─── Texto fuente
Comencemos señalando una paradoja: la aparición del concepto de identidad en las ciencias sociales es relativamente reciente, hasta el punto de que resulta difícil encontrarlo entre los títulos de una bibliografía antes de 1968. Sin embargo, los elementos centrales de este concepto ya se encontraban –en filigrana y bajo formas equivalentes– en la tradición socioantropológica desde los clásicos (Pollini, 1987). ¿Qué es lo que explica, entonces, su tematización explícita cada vez más frecuente en los dos últimos decenios, durante los cuales se han ido multiplicando exponencialmente los artículos, libros y seminarios que tratan explícitamente de identidad cultural, de identidad social o, simplemente, de identidad (tema de un seminario de Levi-Strauss entre 1974 y 1975, y de un libro clásico de Loredana Sciolla publicado en 1983)?.
Partiendo de la idea de que los nuevos objetos de estudio no nos caen del cielo, J. W. Lapierre sostiene que el tópico de la identidad ha sido impuesto inicialmente a la atención de los estudiosos en ciencias sociales por la emergencia de los movimientos sociales que han tomado por pretexto la identidad de un grupo (étnico, regionales, etc.) o de una categoría social (movimientos feministas, por ejemplo) para cuestionar una relación de dominación o reivindicar su autonomía.

En los diferentes puntos del mundo, los movimientos de minorías étnicas o lingüísticas han suscitado interrogaciones o investigaciones sobre la persistencia y el desarrollo de las identidades culturales. Algunos de estos movimientos son muy antiguos (piénsese, por ejemplo, en los kurdos). Pero sólo han llegado a imponerse en el campo de la problemática de las ciencias sociales en cierto momento de su dinamismo que coincide, por cierto, con la crisis del Estado-nación y de su soberanía atacada simultáneamente desde arriba (el poder de las firmas multinacionales y la dominación hegemónica de las grandes potenciales) y desde abajo (las reivindicaciones regionalistas y los particularismos culturales). (Lapierre, 1984, p. 197).
──────
─── Filas extraídas
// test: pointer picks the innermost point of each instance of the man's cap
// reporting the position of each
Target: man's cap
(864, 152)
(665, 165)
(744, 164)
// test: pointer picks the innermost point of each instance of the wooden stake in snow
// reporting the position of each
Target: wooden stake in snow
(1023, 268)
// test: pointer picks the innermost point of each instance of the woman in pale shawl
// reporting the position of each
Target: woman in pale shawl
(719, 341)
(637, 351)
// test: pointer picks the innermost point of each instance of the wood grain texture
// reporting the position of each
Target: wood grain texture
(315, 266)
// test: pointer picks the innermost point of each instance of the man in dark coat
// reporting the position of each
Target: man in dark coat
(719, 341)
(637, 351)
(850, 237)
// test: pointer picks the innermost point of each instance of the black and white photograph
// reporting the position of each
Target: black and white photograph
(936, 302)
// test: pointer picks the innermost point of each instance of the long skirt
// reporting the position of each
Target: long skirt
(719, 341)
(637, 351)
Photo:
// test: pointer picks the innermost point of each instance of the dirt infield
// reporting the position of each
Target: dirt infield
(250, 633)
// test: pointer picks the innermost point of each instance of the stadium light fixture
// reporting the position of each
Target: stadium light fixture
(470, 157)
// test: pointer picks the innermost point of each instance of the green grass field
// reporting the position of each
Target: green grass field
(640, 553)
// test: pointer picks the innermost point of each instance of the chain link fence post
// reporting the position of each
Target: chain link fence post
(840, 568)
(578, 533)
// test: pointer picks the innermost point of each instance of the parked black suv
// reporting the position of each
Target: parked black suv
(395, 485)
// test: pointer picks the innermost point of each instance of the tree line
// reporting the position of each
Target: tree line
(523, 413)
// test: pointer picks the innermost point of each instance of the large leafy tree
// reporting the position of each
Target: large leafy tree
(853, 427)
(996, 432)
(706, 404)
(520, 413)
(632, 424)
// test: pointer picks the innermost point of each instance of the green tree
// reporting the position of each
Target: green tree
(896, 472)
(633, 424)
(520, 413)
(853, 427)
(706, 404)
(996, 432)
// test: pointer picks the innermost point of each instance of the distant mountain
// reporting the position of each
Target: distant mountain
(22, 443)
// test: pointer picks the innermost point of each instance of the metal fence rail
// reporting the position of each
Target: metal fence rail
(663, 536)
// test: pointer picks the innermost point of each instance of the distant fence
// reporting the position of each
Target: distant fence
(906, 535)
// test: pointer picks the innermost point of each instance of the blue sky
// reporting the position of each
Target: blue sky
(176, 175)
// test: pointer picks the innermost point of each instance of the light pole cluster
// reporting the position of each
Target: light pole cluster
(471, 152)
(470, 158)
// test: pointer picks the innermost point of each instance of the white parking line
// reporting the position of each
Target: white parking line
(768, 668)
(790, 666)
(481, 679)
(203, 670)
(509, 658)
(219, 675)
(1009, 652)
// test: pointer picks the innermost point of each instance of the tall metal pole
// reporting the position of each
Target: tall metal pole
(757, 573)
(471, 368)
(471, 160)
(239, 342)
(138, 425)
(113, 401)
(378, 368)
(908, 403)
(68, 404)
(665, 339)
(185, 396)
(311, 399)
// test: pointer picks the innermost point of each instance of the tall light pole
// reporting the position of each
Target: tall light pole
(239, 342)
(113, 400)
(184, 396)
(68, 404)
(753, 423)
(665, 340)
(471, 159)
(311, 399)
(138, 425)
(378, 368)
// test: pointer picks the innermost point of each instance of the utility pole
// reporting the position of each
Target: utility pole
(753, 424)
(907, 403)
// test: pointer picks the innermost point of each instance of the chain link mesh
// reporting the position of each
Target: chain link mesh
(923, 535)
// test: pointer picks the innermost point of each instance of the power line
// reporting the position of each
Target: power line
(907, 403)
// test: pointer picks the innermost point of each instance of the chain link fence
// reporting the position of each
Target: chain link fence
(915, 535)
──────
- **Objetivo del ejercicio**
Continúa el texto sobre la identidad en las ciencias sociales a partir de su última oración.

- **Resultado abajo**
Las nuevas problemáticas últimamente introducidas por la dialéctica entre globalización y neolocalismos, por la transnacionalización de las franjas fronterizas y, sobre todo, por los grandes flujos migratorios que han terminado por transplantar el “mundo subdesarrollado” en el corazón de las “naciones desarrolladas”, lejos de haber cancelado o desplazado el paradigma de la identidad, parecen haber contribuido más bien a reforzar su pertinencia y operacionalidad como instrumento de análisis teórico y empírico.
En lo que sigue nos proponemos un objetivo limitado y preciso: reconstruir –mediante un ensayo de homologación y de síntesis– los lineamientos centrales de la teoría de la identidad, a partir de los desarrollos parciales y desiguales de esta teorías esencialmente interdisciplinaria en las diferentes disciplinas sociales, particularmente en la sociología, la antropología y la psicología social. Creemos que de este modo se puede sortear, al menos parcialmente, la anarquía reinante en cuanto a los usos del término “identidad”, así como el caos terminológico que habitualmente le sirve de cortejo.

2. Identidad como distinguibilidad

Nuestra propuesta inicial es situar la problemática de la identidad en la intersección de una teoría de la cultura y de una teoría de los actores sociales (“agency”). O más precisamente, concebir la identidad como elemento de una teoría de la cultura distintivamente internalizada como “habitus” (Bourdieu, 1979, pp. 3-6) o como “representaciones sociales” (Abric, 1994, p. 16) por los actores sociales, sean estos individuales o colectivos. De este modo, la identidad no sería más que el lado subjetivo de la cultura considerada bajo el ángulo de su función distintiva.
Por eso, la vía más expedita para adentrarse en la problemática de la identidad quizás sea la que parte de la idea misma de distinguibilidad.
En efecto, la identidad se atribuye siempre en primera instancia a una unidad distinguible, cualquier que ésta sea (una roca, un árbol, un individuo o un grupo social). “En la teoría filosófica” –dice D. Heinrich–, “la identidad es un predicado que tiene una función particular; por medio de él una cosa u objeto particular se distingue como tal de las demás de su misma especie” (Habermas, 1987, II, p. 145).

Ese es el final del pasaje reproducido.